-- Begin TEXT EXTRACT --

If you save that as friend.cpp and then compile, the output will be
Friendly function to class = 8
Friendly class to class = 3

Pointers

Pointers are pointers to memory, the variable that is defined as a pointer still holds the same area in memory as the type of the pointer e.g. char and int are of different size in memory, just do a

cout << sizeof(char) << sizeof(int);

to find out.

The actually pointer holds the address of the variable it is pointing to, e.g.

The value variable

Value = 10, address within the memory for value = 4

The pointer

ValuePointer = 4 (the address of the value), address within the memory = 200

The valuepointer actually equals 4, the memory of the value variable, if you use the * (pointer) then you will get the value pointed to, 10, and if you use the & (address) you will get 200 which is the place in memory where the valuepointer is placed in memory.

For example

int main()
{
int value1 = 10;
int *valp = &value1;       // equals the memory address of value1
 
std::cout << "Value 1 = " << value1 << " address = " << &value1 << "\n";
std::cout << "Value p = " << *valp << " address = " << &valp << " pointed to memory " << valp << "\n";
std::cout << "The value p pointerd to memory is the same as the memory address as value 1\n";
std::cout << "The value p = the pointerd memory value that is assoicated with the value that is in valp (address of memory)\n";
 
(*valp)++;              // correct increament the value that is pointed to by the address held by vapl
std::cout << "Value 1 = " << value1 << " address = " << &value1 << "\n";
std::cout << "Value p = " << *valp << " address = " << &valp << " pointed to memory " << valp << "\n";
 
*valp++;              // incorrect will increament the address that is held valp by sizeof(int) (usually 4)
std::cout << "Value 1 = " << value1 << " address = " << &value1 << "\n";
std::cout << "Value p = " << *valp << " address = " << &valp << " pointed to memory " << valp << "\n";
 
return 0;
}

Local variables

This is a tutorial about variable scope, a variable is a means to store data within the context of the program. For example, if you wish to store a numerical value then you would not store that number in a string, but within a integer or floating point number.

There are different types of variables, integer / string etc, but the scope of a variable is the area in which the variable is defined within block of code that it is situated.

This is some c++ code to demonstrate the difference between local variables and global.

#include <iostream>
 
// global variable
int value1 = 0;
 
void globalVariable()
{
       // output the global variable
       std::cout << "Global " << value1 << "\n";
}
 
int main(void)
{
       int value1 = 1;                     // local function variable
       globalVariable();              // output the global
       std::cout << "Local " << value1 << "\n";       // output the local
 
       // the value1 here is local to the for loop
       for (int value1 = 10; value1 < 15; value1++)
       {
              std::cout << "For loop : " << value1 << "\n";
       }
 
       // output the global and local and notice they have not changed with the very local for loop 
       // with the same variable name.

-- End TEXT EXTRACT --

TASKS FOR THIS EXERCISE:
• 1. List every comment written in the code of the pointers example in the C++ tutorial excerpt.
• 2. In the C++ tutorial excerpt, what memory address is given for the value variable in the explanation of pointers?
• 3. Write the next part of the C++ tutorial excerpt, picking up right after its last line.

-- Begin RECORDED DATA --

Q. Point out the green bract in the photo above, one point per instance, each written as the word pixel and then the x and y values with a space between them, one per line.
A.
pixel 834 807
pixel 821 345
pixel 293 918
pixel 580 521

-- End RECORDED DATA --

RESULTS IN ORDER:
• 1.
- equals the memory address of value1
- correct increament the value that is pointed to by the address held by vapl
- incorrect will increament the address that is held valp by sizeof(int) (usually 4)

• 2. 4

• 3.
       globalVariable();
       std::cout << "Local " << value1 << "\n";
       return 0;       
}

the output would be

Global 0
Local 1
For loop : 10
For loop : 11
For loop : 12
For loop : 13
For loop : 14
Global 0
Local 1

To demonstrate that the global /local and looping locals do only work within there area.

Add two numbers

This tutorial will read in two numbers from the console line and output the answer of the two integer values.

The cin refers to the console input, the >> allows the console input value placed into the variable (in this case the val1, val2), NOTE. << would mean output. With using the exception, and the try catch block of code allows for any errors in the conversion of the input into a integer value. Within the printf, there are a few conversion types, the %d means using the corresponding parameter within printf and output a integer value, %s means a string. When I say the corresponding parameter, if there are two %d within the output string, it will display in order the values attached to the printf(...) call. The code 

#include <iostream>
#include <exception>
 
//using the namespace std (standard) for the cin -> console input
using namespace std;       
 
int main()
{
       // setup the defaul values.
       int val1 =0, val2 =0;
       try 
       {
              // output to the console
              printf("Please enter number 1 : ");
              // read in the input, if not a integer value, this will
              // cause a error 
              cin >> val1;       
              printf("Please enter number 2 : ");
              cin >> val2;
       }
       catch (exception& e)
       {
              // write out any error exception
              printf("Not a valid input %s\n", e.what());
       }
       // output the answer of the two inputted values.
       printf("Answer : %d\n", (val1 + val2));
       return 0;
}

save this as cppaddtwonumbers.cpp. Once compiled (g++ cppaddtwonumbers.cpp -o cppaddtwonumbers (the -o means to output to the filename else a a.out file name would be created))
Once executed the program, cppaddtwonumbers within Windows, or ./cppaddtwonumbers within Linux/Unix.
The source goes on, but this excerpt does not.